**Requirement:**
Copy out precisely the line that holds "format like this" and all the lines following it in the data, up to and including the last one, and no others.

**Information given:**
# # #
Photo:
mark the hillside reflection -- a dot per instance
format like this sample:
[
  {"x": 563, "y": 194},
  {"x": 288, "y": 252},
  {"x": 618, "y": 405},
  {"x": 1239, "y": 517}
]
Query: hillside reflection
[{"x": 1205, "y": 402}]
# # #
**Result:**
format like this sample:
[
  {"x": 563, "y": 194},
  {"x": 288, "y": 252},
  {"x": 618, "y": 405},
  {"x": 1239, "y": 517}
]
Query: hillside reflection
[{"x": 1205, "y": 402}]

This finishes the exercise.